# EXERCISE INSTRUCTIONS
Rewrite the entries below as a numbered list, leaving out any blank lines.

# SUPPLIED INFORMATION
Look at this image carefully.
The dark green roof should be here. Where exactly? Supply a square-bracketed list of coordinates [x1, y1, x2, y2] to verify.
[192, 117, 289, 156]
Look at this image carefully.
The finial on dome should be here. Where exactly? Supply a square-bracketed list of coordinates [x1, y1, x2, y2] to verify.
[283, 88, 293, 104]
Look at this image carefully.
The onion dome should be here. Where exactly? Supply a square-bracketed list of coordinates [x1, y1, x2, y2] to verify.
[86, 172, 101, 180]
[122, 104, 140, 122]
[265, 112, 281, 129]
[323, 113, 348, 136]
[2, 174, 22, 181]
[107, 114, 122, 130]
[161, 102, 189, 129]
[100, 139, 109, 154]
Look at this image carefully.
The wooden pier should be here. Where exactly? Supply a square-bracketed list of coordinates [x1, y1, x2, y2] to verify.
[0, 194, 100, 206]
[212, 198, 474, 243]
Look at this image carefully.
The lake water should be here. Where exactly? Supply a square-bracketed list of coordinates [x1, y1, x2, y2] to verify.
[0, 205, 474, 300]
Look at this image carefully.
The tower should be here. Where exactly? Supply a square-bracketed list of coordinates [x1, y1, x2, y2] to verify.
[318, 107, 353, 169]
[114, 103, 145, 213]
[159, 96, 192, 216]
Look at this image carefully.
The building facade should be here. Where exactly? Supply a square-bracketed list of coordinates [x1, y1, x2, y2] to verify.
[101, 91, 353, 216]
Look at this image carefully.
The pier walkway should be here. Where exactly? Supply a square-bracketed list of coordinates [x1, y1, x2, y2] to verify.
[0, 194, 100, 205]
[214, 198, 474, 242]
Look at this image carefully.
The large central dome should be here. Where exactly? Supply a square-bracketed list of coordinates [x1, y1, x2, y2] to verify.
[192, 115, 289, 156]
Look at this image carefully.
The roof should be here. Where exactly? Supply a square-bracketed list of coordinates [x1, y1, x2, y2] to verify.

# WRITTEN ANSWER
1. Look at this image carefully.
2. The dark green roof should be here. Where exactly? Supply a square-bracketed list of coordinates [x1, y1, x2, y2] to verify.
3. [192, 117, 289, 156]
4. Look at this image carefully.
5. The finial on dome should be here. Where exactly? Supply a square-bracketed list of coordinates [x1, y1, x2, y2] to verify.
6. [283, 88, 293, 104]
7. Look at this image carefully.
8. The onion dome should be here. Where exactly? Supply a square-bracketed list of coordinates [x1, y1, x2, y2] to verify.
9. [86, 172, 101, 180]
10. [122, 104, 140, 122]
11. [265, 112, 281, 129]
12. [323, 113, 348, 136]
13. [2, 174, 22, 181]
14. [107, 114, 122, 130]
15. [161, 102, 189, 129]
16. [100, 139, 109, 154]
17. Look at this image carefully.
18. The wooden pier should be here. Where exactly? Supply a square-bracketed list of coordinates [x1, y1, x2, y2] to verify.
19. [0, 194, 100, 206]
20. [212, 198, 474, 243]
21. Look at this image carefully.
22. The lake water should be here. Where exactly? Supply a square-bracketed list of coordinates [x1, y1, x2, y2] to verify.
23. [0, 205, 474, 300]
24. Look at this image carefully.
25. The tower should be here. Where exactly? Supply a square-bracketed list of coordinates [x1, y1, x2, y2] to verify.
26. [318, 107, 353, 169]
27. [114, 103, 145, 213]
28. [159, 96, 192, 216]
29. Look at this image carefully.
30. The building facade should be here. Where exactly? Supply a square-bracketed list of coordinates [x1, y1, x2, y2] to verify.
31. [101, 91, 353, 216]
32. Look at this image carefully.
33. The pier walkway should be here. Where exactly? Supply a square-bracketed list of coordinates [x1, y1, x2, y2] to verify.
34. [0, 194, 100, 205]
35. [214, 198, 474, 242]
36. Look at this image carefully.
37. The large central dome should be here. Where exactly? Supply a square-bracketed list of coordinates [x1, y1, x2, y2] to verify.
38. [192, 115, 289, 156]
39. Look at this image carefully.
40. The roof should be here. Where exactly? Supply a square-bracketed list of coordinates [x1, y1, x2, y2] to verify.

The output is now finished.